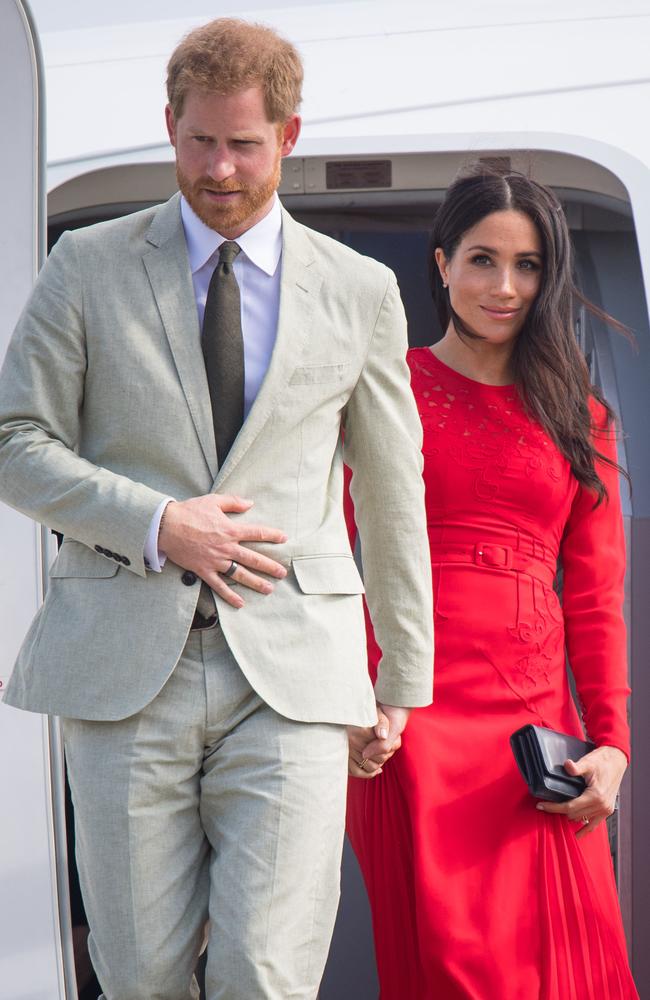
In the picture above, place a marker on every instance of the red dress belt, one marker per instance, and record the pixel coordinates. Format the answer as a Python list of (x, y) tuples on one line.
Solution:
[(519, 553)]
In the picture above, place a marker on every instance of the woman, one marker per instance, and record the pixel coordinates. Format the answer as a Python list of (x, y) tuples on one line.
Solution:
[(477, 891)]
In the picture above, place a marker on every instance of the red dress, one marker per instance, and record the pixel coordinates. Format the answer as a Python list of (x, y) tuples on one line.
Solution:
[(475, 894)]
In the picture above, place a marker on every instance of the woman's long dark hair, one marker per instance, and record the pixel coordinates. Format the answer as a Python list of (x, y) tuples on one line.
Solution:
[(550, 371)]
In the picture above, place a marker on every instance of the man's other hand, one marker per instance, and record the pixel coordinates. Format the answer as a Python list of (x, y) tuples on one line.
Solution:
[(198, 535)]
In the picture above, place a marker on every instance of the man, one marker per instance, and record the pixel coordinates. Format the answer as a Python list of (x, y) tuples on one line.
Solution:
[(175, 402)]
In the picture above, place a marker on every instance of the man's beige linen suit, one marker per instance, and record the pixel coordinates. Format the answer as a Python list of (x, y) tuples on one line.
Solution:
[(104, 412)]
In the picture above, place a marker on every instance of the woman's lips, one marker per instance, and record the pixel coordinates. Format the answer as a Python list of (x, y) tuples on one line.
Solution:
[(500, 313)]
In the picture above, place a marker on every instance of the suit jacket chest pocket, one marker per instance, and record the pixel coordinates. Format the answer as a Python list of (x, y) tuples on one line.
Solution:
[(331, 375)]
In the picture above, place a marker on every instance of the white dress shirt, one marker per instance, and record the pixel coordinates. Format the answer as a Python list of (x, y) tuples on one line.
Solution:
[(257, 269)]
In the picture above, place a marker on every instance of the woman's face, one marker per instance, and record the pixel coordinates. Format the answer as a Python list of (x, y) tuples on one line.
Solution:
[(495, 274)]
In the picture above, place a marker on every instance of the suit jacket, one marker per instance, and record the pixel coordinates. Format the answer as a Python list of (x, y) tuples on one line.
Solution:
[(105, 410)]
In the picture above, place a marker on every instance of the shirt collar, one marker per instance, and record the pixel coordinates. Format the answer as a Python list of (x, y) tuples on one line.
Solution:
[(262, 243)]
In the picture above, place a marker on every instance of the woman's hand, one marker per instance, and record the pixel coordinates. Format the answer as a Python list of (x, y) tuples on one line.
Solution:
[(603, 771), (371, 748)]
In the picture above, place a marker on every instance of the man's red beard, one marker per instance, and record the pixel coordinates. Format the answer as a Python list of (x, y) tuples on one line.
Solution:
[(228, 217)]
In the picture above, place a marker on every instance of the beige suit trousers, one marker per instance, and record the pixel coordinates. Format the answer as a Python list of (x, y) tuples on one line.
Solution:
[(208, 803)]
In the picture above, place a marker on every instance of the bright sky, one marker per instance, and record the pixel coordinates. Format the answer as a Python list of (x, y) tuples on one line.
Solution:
[(66, 14)]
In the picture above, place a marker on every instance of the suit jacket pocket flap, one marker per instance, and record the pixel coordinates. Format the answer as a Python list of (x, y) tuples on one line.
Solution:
[(327, 574), (77, 560)]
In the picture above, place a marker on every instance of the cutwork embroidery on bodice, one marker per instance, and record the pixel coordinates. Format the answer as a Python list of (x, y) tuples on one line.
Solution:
[(490, 435)]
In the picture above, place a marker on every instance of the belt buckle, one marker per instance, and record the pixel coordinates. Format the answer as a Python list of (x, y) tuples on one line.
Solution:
[(484, 555), (201, 624)]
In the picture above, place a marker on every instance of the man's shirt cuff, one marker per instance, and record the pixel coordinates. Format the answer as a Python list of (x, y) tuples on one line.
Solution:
[(154, 559)]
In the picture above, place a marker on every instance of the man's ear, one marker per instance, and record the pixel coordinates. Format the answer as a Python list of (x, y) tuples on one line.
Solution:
[(170, 122), (289, 134)]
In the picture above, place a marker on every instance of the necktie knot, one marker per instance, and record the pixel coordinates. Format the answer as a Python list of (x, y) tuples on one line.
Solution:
[(227, 253)]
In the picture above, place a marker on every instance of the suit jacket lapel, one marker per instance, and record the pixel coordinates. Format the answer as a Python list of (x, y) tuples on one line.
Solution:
[(299, 287), (168, 268)]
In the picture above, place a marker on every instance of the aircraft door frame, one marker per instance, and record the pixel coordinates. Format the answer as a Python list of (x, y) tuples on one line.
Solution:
[(36, 959)]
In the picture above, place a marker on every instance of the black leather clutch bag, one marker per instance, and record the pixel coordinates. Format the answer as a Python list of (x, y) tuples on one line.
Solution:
[(540, 754)]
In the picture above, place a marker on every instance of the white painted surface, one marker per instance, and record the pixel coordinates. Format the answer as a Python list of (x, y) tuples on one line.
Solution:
[(30, 964)]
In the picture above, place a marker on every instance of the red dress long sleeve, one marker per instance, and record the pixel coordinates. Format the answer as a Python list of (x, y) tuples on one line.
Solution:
[(475, 894)]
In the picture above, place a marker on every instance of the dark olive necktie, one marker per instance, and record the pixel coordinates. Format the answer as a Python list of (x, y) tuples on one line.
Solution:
[(223, 350)]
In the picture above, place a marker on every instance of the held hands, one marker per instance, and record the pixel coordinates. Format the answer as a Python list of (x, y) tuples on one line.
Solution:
[(198, 535), (370, 748), (603, 771)]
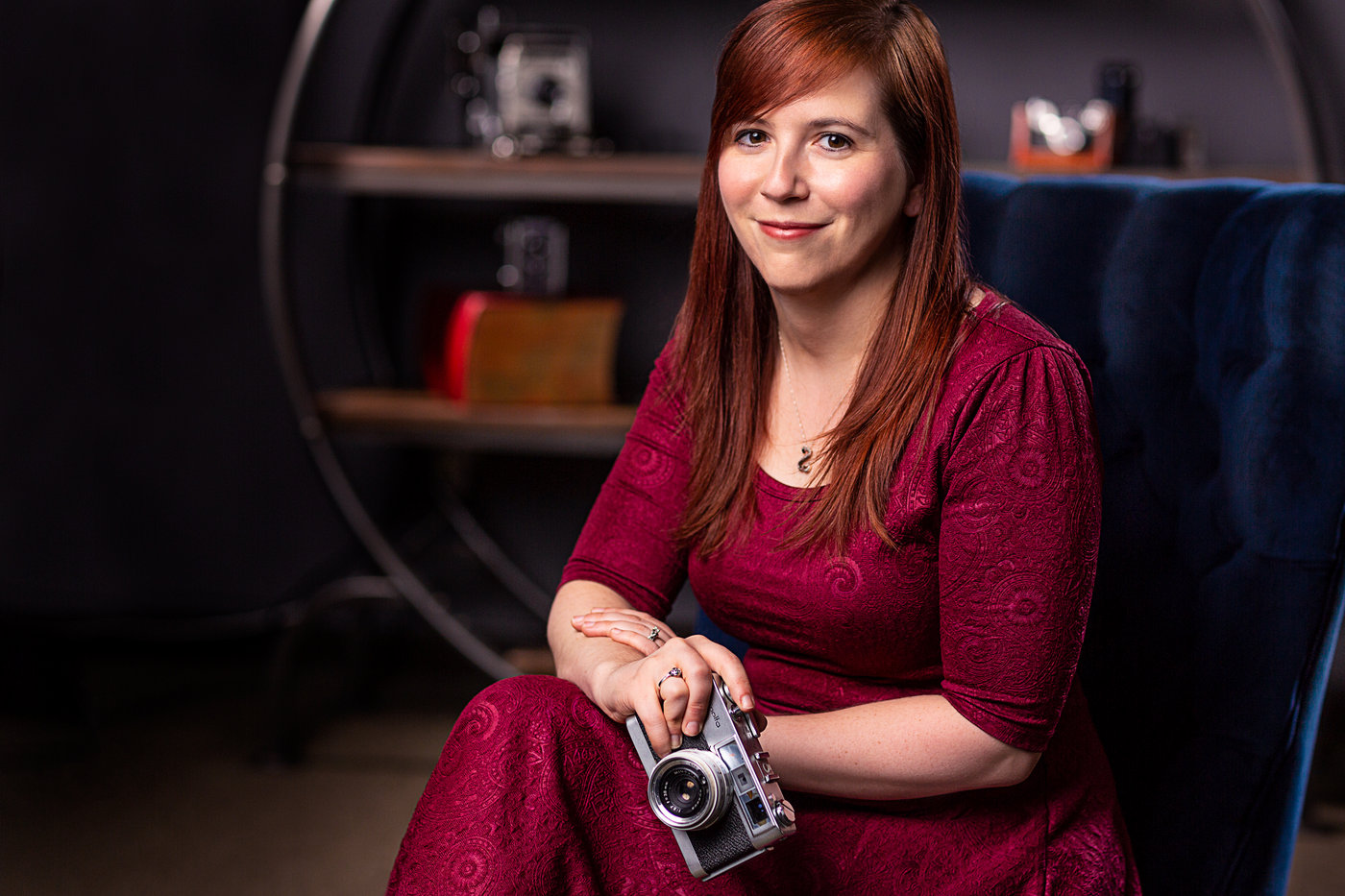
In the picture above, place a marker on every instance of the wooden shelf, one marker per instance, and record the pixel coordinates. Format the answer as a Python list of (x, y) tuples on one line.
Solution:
[(426, 419), (468, 174)]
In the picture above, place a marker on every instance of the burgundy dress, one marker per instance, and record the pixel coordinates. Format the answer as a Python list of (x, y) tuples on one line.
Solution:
[(982, 600)]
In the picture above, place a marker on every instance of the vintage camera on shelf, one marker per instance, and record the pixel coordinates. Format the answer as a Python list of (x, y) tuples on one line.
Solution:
[(1044, 138), (717, 791), (526, 89)]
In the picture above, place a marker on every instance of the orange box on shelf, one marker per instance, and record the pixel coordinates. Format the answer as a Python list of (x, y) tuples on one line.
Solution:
[(1042, 140), (513, 349)]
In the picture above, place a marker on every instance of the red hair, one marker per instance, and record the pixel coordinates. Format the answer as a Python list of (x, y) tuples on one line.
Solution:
[(726, 328)]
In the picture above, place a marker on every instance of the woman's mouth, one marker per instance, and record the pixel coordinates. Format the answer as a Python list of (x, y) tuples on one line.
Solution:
[(789, 229)]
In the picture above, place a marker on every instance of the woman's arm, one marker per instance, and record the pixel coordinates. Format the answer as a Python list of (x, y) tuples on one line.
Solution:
[(585, 661), (892, 750), (624, 671)]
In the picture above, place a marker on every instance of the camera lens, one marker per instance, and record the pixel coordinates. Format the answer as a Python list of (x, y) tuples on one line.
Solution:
[(682, 791), (688, 788)]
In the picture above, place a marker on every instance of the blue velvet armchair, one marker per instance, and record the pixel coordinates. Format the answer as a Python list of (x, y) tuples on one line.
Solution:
[(1212, 316)]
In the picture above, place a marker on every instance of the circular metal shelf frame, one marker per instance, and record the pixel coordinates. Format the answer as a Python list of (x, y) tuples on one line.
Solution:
[(276, 295)]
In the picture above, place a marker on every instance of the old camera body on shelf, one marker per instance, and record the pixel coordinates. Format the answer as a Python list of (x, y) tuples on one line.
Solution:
[(527, 87), (717, 792)]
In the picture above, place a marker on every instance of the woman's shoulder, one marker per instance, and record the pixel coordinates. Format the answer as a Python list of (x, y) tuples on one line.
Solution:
[(1001, 332)]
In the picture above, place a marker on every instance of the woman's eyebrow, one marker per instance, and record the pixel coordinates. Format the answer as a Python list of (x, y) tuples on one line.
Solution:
[(841, 123)]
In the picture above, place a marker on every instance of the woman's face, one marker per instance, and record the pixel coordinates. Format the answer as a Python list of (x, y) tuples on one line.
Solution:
[(816, 191)]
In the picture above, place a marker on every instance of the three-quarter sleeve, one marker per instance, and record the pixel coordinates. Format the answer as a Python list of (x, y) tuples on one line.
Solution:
[(1018, 544), (627, 543)]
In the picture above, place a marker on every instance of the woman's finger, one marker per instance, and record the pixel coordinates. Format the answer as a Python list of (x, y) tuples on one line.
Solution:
[(729, 667), (601, 619), (639, 640), (674, 693), (649, 709)]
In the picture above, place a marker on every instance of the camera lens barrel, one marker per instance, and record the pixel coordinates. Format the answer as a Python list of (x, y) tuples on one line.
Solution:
[(689, 788)]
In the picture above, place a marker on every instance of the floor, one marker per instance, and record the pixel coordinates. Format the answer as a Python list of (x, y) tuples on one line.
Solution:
[(163, 781)]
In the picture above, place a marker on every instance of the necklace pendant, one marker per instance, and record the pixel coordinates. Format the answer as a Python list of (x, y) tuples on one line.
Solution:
[(806, 460)]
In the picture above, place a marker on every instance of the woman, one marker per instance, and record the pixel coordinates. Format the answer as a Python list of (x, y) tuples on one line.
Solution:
[(876, 472)]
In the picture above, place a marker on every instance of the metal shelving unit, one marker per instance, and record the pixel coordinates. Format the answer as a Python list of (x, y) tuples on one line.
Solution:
[(416, 417)]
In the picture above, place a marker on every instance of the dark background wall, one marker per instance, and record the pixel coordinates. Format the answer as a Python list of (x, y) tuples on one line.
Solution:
[(148, 459)]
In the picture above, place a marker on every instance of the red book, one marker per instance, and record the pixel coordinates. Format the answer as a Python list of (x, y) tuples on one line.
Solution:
[(507, 348)]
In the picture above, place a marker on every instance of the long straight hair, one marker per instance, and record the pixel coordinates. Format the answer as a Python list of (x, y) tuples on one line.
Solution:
[(723, 358)]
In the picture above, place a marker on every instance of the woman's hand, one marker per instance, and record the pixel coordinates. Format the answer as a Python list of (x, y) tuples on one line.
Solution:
[(669, 704), (624, 626)]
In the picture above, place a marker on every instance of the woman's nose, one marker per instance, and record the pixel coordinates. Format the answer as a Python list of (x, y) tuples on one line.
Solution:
[(786, 180)]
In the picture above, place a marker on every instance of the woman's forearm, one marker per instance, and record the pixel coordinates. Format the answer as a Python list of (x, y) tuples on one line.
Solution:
[(578, 658), (891, 750)]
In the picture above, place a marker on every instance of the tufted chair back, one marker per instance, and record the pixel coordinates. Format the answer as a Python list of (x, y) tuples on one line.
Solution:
[(1212, 316)]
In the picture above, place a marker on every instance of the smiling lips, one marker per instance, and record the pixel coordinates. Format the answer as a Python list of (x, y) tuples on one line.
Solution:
[(789, 229)]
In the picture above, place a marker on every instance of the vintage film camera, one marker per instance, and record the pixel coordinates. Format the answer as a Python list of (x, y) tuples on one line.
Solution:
[(717, 791), (527, 86)]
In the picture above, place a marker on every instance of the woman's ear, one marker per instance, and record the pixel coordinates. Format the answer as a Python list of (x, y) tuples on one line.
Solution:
[(915, 201)]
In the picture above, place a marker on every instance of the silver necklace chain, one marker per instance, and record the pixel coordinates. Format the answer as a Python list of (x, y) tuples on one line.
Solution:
[(806, 460)]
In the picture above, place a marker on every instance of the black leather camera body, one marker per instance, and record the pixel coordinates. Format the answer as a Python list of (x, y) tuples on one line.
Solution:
[(717, 791)]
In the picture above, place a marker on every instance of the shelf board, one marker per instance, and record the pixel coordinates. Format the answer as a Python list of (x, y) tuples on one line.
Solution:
[(426, 419), (473, 174)]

☆ ☆ ☆ ☆ ☆

Copy out the part that opens with the line containing "woman's forearm, one" and closes with the line containing "[(578, 658), (891, 750)]", changing "forearm" to "lower arm" and leaving all else as it is.

In the picture above, place a marker on every instance of the woman's lower arm, one marker per instance, and record the pixel coordinates. Format the answer as a Python list of (x, y) tuples on one line.
Solution:
[(578, 658), (891, 750)]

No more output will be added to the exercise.